***** PROVIDED DATA

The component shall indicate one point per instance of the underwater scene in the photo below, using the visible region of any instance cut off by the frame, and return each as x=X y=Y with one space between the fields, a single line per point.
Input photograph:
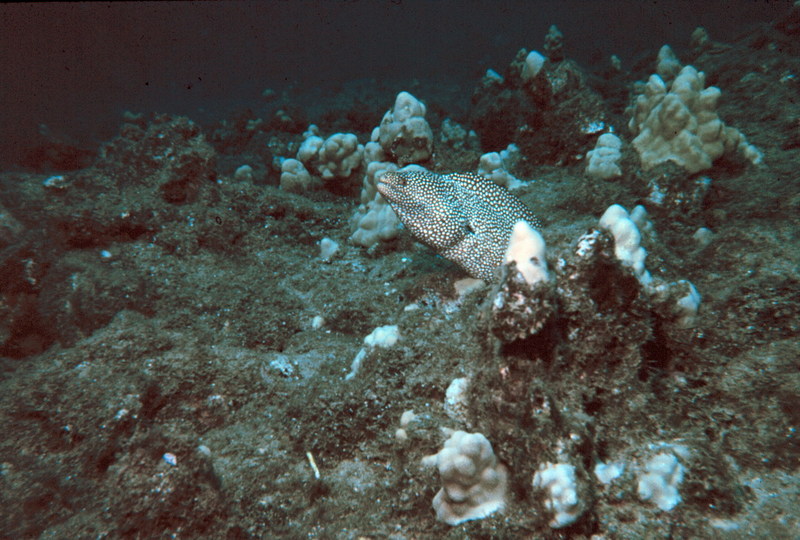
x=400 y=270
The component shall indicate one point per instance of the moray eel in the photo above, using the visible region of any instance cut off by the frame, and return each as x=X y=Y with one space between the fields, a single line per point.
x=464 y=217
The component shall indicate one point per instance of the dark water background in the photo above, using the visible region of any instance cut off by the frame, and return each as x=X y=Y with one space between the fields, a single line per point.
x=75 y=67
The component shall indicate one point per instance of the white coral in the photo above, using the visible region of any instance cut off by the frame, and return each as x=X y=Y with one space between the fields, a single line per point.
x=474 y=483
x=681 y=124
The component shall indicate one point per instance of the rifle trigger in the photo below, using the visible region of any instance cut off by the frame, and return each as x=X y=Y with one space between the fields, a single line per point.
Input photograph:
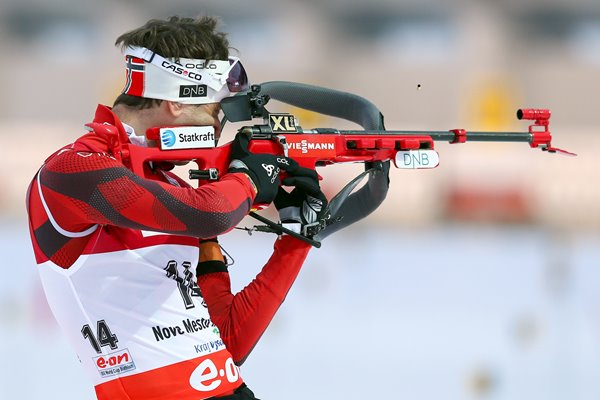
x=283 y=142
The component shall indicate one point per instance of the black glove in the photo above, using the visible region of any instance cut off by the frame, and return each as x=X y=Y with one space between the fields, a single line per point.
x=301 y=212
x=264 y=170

**********
***** PROVIDED DATA

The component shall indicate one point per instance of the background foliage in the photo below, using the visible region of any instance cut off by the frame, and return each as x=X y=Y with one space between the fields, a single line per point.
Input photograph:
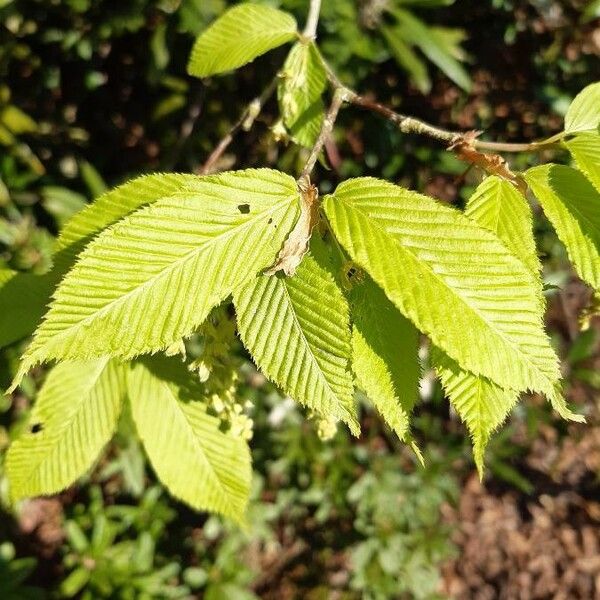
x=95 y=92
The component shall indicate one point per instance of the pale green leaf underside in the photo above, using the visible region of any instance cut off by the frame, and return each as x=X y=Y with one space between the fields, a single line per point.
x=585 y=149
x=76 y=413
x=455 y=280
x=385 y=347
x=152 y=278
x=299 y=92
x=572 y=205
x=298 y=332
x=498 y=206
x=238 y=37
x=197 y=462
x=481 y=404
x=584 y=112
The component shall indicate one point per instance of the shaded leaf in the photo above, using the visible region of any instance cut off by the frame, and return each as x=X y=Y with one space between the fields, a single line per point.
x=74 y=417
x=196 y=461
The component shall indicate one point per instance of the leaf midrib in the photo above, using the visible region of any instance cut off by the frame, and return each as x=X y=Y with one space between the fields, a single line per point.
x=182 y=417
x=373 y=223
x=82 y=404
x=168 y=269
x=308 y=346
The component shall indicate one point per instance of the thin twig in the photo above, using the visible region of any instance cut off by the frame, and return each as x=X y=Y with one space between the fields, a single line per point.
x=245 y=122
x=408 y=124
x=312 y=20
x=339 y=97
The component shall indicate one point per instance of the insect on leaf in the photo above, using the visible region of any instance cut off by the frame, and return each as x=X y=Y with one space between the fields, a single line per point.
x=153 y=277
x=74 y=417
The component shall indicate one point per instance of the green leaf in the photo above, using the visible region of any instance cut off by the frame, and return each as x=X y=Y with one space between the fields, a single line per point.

**********

INSTRUCTIONS FOR THE TASK: Filter the listing for the word "below" and copy each line that has it.

WRITTEN ANSWER:
The component shall indicate one point per instance of the underwater scene in the photo below, using the visible region of any instance cut off by the frame, and return each as x=X y=Y with one space between the fields, a single line per point.
The component shall indicate one point per instance of the rifle trigger in the photo below, using the visible region of any instance cut off by the frame, and return each as x=X y=Y with one space between the fields, a single line per point.
The component shall indicate one point per instance of the background foliage in the photo below, using the visible region of any instance cut off by the frame, and return each as x=X y=Y with one space between the fields, a single line per point.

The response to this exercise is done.